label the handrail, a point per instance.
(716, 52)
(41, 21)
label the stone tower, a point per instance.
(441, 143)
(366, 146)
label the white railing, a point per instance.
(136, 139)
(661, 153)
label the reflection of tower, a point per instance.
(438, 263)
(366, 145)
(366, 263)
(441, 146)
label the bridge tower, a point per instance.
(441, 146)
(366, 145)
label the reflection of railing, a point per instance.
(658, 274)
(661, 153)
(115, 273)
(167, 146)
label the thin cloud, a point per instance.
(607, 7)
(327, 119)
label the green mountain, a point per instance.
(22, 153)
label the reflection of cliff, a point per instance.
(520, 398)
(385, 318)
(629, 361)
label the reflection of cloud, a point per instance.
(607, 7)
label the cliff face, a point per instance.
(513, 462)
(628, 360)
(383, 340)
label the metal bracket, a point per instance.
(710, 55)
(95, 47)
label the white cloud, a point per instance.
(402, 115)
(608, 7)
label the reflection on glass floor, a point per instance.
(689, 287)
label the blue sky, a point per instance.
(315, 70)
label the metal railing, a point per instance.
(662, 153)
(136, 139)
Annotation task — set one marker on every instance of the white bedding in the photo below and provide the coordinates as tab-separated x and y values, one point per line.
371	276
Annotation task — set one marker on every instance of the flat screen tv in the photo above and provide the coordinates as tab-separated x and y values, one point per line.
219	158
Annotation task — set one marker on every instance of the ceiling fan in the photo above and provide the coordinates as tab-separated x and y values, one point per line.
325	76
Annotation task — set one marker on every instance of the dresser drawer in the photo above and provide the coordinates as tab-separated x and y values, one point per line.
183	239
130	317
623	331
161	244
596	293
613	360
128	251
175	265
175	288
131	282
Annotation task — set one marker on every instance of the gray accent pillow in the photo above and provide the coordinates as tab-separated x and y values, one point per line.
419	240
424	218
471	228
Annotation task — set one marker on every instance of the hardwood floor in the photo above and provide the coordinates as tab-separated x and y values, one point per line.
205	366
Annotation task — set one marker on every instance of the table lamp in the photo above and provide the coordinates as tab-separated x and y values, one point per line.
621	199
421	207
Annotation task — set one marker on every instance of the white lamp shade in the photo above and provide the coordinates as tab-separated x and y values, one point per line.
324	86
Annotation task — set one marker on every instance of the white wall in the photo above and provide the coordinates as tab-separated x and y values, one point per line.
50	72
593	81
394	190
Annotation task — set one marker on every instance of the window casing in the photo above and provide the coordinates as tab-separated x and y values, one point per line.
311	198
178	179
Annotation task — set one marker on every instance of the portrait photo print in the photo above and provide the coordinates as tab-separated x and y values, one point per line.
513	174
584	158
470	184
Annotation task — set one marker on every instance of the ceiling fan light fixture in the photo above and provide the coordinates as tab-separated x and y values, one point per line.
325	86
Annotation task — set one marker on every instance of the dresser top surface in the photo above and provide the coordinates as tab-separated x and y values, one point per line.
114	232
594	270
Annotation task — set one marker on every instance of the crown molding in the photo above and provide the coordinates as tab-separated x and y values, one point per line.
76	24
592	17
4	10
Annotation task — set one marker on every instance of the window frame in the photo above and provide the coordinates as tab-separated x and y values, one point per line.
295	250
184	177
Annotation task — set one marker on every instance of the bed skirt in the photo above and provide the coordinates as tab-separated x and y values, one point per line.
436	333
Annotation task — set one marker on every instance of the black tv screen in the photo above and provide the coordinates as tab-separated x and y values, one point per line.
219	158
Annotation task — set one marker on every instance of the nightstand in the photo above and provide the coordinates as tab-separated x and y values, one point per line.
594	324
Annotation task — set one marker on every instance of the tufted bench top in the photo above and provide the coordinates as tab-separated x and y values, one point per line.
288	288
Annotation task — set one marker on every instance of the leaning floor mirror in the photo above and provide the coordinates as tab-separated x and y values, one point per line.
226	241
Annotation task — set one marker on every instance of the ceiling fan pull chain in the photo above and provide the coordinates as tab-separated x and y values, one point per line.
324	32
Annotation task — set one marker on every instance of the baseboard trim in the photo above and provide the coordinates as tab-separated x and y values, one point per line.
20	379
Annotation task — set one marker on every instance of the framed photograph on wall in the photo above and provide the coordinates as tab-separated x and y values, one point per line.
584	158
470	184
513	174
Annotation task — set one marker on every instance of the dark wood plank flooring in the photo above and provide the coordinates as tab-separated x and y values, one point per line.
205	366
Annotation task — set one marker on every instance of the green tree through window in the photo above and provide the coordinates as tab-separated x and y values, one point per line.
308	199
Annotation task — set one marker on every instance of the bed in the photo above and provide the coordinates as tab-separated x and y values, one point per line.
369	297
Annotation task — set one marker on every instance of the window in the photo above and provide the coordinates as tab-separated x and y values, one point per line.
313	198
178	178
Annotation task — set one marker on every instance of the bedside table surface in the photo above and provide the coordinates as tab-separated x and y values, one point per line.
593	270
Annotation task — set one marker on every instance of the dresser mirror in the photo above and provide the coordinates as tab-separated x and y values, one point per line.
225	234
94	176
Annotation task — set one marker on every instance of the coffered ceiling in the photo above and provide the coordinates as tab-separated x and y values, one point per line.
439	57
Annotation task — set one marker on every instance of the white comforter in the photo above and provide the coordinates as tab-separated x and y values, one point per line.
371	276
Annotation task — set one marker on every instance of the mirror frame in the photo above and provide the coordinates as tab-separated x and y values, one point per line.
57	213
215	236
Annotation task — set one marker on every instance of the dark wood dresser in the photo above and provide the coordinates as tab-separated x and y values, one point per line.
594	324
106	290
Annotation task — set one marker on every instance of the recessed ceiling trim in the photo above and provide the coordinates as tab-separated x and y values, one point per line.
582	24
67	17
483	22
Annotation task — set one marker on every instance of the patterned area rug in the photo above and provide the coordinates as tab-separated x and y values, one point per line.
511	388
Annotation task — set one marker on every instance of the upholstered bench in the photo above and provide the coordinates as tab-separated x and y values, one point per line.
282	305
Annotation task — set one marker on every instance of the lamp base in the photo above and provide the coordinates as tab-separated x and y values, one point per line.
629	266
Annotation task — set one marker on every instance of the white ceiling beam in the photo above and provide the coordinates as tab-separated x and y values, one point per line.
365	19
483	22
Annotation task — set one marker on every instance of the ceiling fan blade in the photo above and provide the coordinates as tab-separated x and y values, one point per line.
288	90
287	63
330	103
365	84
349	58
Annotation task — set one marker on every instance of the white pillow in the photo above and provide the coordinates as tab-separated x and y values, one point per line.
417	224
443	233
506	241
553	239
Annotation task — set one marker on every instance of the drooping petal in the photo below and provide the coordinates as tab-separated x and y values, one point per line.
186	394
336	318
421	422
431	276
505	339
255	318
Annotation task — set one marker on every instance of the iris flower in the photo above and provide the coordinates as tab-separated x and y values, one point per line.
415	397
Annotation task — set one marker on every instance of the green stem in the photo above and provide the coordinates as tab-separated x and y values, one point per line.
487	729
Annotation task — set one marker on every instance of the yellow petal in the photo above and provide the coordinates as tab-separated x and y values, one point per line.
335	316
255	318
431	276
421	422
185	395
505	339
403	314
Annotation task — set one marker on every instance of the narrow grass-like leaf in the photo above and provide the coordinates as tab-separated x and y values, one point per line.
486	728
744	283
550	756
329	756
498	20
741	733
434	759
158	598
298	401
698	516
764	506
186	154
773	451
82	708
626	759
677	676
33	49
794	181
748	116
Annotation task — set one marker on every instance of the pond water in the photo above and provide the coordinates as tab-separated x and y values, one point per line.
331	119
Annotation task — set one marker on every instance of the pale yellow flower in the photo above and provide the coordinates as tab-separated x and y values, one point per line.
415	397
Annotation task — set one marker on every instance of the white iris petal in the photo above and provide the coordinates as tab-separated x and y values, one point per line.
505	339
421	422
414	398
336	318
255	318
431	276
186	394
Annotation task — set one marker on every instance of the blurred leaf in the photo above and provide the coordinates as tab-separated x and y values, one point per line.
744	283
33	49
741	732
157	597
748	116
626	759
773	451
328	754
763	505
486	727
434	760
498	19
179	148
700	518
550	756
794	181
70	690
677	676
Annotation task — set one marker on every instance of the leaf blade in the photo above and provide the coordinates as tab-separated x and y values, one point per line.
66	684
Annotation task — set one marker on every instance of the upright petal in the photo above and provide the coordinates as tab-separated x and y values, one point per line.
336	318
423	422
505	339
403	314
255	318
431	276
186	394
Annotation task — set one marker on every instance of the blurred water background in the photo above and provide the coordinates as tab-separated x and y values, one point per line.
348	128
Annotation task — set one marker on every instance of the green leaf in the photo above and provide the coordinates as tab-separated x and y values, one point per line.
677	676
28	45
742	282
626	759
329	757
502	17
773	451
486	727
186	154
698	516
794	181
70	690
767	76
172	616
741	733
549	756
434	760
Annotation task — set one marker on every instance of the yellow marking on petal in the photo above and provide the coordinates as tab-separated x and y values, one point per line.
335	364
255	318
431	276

· · · · · · ·

Quote, without alteration, the final stretch of the entries: the line with "the green leaf" onward to the last line.

Expected answer.
Annotation task — set one marker on every instance of the green leaf in the photo above and provide the coordinates as tab-separated x and y values, one point per line.
677	676
28	45
742	282
626	759
329	757
502	17
773	451
486	727
186	154
698	516
794	181
70	690
767	76
172	616
741	733
549	756
434	760
Annotation task — set one marker on every instance of the yellow marking on petal in the photo above and provide the coordinates as tab-separated x and y values, one point per line.
335	364
255	318
431	276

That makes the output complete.